### [Problem to work on]
Write out the items below again with every "drop a point" replaced by "place a dot" and nothing else altered. Leave the pictures out.

Pointing items:
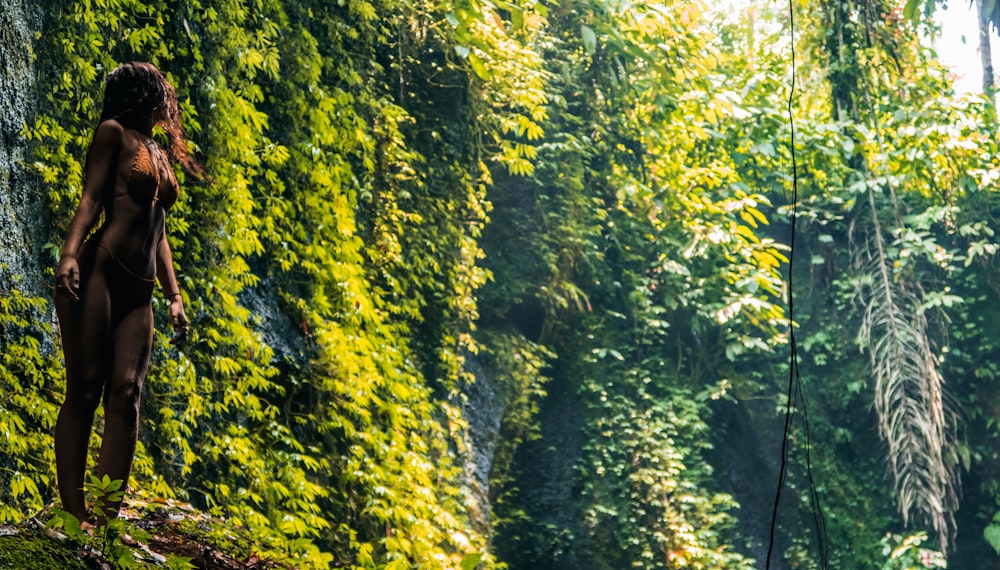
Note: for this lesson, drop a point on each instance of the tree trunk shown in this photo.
(985, 52)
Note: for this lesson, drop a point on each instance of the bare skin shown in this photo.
(103, 291)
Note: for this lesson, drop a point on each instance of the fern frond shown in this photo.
(915, 419)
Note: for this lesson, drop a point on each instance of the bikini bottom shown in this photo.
(126, 291)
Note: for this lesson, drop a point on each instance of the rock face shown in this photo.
(21, 234)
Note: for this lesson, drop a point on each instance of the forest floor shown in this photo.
(155, 534)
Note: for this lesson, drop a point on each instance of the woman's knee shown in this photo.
(122, 399)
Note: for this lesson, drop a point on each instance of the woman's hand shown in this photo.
(178, 319)
(68, 277)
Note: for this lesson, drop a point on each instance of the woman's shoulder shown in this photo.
(109, 132)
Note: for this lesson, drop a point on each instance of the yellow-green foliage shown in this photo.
(333, 448)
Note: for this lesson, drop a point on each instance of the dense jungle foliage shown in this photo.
(507, 283)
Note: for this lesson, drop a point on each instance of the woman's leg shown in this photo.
(85, 337)
(133, 341)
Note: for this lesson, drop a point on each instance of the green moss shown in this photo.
(29, 551)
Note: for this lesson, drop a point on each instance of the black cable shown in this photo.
(795, 392)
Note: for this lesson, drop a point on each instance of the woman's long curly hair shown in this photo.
(137, 95)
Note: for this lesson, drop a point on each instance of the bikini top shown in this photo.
(144, 180)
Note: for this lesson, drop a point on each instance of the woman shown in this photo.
(104, 283)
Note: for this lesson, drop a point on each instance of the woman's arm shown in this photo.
(101, 163)
(168, 282)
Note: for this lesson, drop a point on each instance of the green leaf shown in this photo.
(992, 536)
(471, 560)
(589, 39)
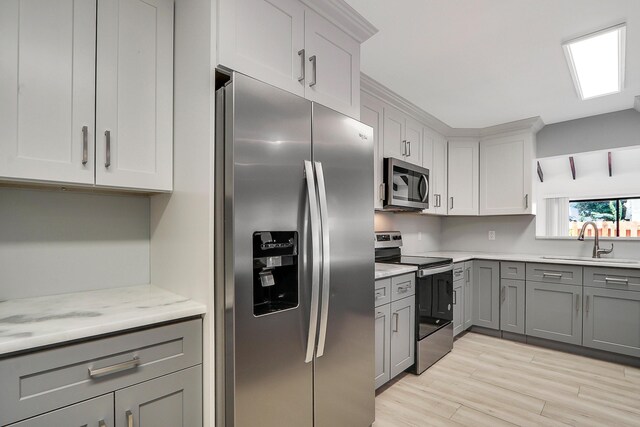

### [Task answer]
Note: for this lesson, place a dot on each instance of the tree trunk shown in this photo.
(985, 52)
Note: for this lesson, place a dot on each instance of the bare skin shown in this photo.
(103, 291)
Note: for this lesson, place a dot on each instance of the fern frond shown in this photo.
(915, 419)
Note: for this lesson, place a dot on each instance of the bikini bottom shown in this photo.
(126, 291)
Note: for this lesson, place a dot on each instance of the rock face shown in this photo.
(21, 234)
Note: for this lesson, place a dot on each instance of the forest floor shown in this photo.
(155, 534)
Note: for this lesson, place a dot on each instance of the woman's knee shown in this photo.
(122, 399)
Note: for this lesson, place a dot on each instance of the woman's hand shown in this photo.
(178, 319)
(68, 277)
Note: for this lesson, place a dot on each instance of the woman's shoulder shown in this photo.
(109, 132)
Note: for this lesson, place a dot on each instance of the yellow-green foliage shown in this photo.
(333, 448)
Note: for this lesson, place a dot on each instance of the dense jungle foliage shown in this photo.
(507, 283)
Note: for this lesson, place a dot on each instance of the woman's leg shown in this photo.
(85, 337)
(133, 341)
Note: for this lesson, place a dot on each instance of the green moss shown in this photo.
(29, 551)
Note: for this lesson, place a dot on each instance of the black cable shown in this photo.
(795, 392)
Note: for this lesson, place a dot on each instance of the woman's long curly hair shown in this photo.
(137, 95)
Note: for this lesson, place a dot on each instance of the bikini top shown in this photo.
(144, 180)
Note: for this lesson, place a dot on each instance of the woman shown in this photo.
(104, 283)
Note: for this lesson, place a dot on each instance of the woman's arm shown in this photo.
(101, 163)
(168, 282)
Note: for this lesson, place a dot on each instance of the green leaf shown in this photo.
(992, 536)
(471, 560)
(589, 39)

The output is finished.